**REQUIRED TASK**
Duplicate the stretch of the material below from the line containing "point per instance: flower stamen" through the line containing "point per instance: small", including both of those lines.

**SOURCE RECORDS**
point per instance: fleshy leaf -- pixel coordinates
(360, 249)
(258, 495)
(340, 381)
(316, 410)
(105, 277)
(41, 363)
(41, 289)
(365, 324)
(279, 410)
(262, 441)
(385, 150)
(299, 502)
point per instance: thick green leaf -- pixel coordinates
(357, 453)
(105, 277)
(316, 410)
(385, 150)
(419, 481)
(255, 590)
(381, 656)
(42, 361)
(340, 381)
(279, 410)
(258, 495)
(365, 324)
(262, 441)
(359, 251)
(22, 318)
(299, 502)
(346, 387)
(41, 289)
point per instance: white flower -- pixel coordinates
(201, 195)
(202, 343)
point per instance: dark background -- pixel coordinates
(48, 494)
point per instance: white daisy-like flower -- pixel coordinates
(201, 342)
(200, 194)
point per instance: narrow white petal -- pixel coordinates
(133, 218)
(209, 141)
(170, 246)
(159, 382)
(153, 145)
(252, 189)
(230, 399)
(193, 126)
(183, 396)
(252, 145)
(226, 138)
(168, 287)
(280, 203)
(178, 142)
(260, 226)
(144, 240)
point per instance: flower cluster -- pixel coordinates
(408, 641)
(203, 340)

---

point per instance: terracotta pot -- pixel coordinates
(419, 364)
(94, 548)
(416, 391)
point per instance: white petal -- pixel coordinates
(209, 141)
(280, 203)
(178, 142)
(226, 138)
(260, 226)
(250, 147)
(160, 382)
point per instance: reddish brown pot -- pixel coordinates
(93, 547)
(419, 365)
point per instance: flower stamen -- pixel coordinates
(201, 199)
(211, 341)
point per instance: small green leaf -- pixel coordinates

**OUTPUT BELOW**
point per instance: flower stamen -- pixel coordinates
(201, 199)
(211, 341)
point per instance: small green leaf -- pixel coordinates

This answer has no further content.